:: EXTRAIT DU TEXTE ::
......

Hugo Chávez et les otages colombiens
Salim Lamrani
La persévérance et l’obstination du président
vénézuelien Hugo Chávez à obtenir la libération
des otages colombiens ont porté leurs fruits. Le 10 janvier 2008, les
Forces armées révolutionnaires de Colombie (FARC) ont procédé
de manière unilatérale et inconditionnelle à la libération
de Consuelo González et de Clara Rojas, faisant ainsi montre de leur
volonté d’obtenir un accord humanitaire avec le gouvernement colombien
d’Alvaro Uribe et de mettre un terme à la fois au calvaire enduré
par les 44 otages encore détenus par la guérilla – dont
Ingrid Bétancourt – et par les 500 prisonniers politiques qui croupissent
dans les geôles gouvernementales[1].
Pourtant, l’opération humanitaire lancée par le président
vénézuelien – sollicité à cet effet par la
sénatrice colombienne Piedad Córdoba – n’a pas été
de tout repos. Ayant obtenu dans un premier temps l’accord d’Alvaro
Uribe pour entamer des négociations avec les groupes insurgés,
ce dernier avait brutalement mis un terme à la médiation internationale
le 21 novembre 2007, prétextant une intromission de Chávez dans
les affaires internes de la Colombie, alors que les tractations prenaient une
tournure positive. En réalité, Bogota – tout comme Washington
– n’était guère enchanté de l’éventualité
d’une libération négociée des otages, préférant
privilégier une issue militaire contre les FARC[2].

......

[Un bloc de données]
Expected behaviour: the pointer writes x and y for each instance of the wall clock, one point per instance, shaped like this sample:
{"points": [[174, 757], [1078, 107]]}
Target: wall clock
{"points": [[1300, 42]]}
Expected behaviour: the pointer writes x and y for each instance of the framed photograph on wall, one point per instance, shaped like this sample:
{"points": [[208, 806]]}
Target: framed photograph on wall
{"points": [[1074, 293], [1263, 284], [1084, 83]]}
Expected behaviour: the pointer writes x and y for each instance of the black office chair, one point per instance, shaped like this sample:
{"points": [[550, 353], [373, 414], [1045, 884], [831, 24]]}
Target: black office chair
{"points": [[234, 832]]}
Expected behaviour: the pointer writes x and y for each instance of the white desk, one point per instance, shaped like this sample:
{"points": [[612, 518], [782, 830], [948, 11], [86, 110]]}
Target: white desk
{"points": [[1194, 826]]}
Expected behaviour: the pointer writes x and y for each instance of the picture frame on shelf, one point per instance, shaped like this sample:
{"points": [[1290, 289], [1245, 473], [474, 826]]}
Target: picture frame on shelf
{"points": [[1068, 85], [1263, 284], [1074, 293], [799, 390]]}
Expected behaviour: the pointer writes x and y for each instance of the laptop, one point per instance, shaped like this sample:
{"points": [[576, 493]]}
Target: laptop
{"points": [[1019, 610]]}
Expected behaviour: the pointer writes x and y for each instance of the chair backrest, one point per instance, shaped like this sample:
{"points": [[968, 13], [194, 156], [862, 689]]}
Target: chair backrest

......

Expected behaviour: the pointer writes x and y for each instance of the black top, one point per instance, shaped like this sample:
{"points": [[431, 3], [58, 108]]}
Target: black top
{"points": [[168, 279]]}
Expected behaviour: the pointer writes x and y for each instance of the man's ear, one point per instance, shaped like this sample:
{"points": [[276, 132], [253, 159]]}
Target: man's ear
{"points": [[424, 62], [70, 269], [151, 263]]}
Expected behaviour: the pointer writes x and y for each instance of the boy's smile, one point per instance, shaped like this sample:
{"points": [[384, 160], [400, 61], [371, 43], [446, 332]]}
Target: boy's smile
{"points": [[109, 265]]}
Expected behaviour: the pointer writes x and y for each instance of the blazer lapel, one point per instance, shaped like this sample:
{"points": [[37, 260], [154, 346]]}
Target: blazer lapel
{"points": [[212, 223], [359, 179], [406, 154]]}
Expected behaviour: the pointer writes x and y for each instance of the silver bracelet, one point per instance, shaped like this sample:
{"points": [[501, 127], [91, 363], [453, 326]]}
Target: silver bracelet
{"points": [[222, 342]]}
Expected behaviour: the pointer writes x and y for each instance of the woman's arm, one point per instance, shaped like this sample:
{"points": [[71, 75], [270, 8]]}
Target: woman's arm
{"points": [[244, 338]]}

......

:: ÉNONCÉ ::
Répondez à ces questions sur l'article consacré à Hugo Chávez et aux otages colombiens :
1. À quelle date les FARC ont-elles libéré Consuelo González et Clara Rojas ?
2. Quelle sénatrice colombienne a sollicité le président vénézuélien pour l'opération humanitaire ?
3. À quelle date Alvaro Uribe a-t-il mis fin à la médiation internationale ?
Ces lignes n'ont aucun rôle à jouer ici.

:: TÂCHE ACCOMPLIE ::
1. Le 10 janvier 2008.
2. Piedad Córdoba.
3. Le 21 novembre 2007.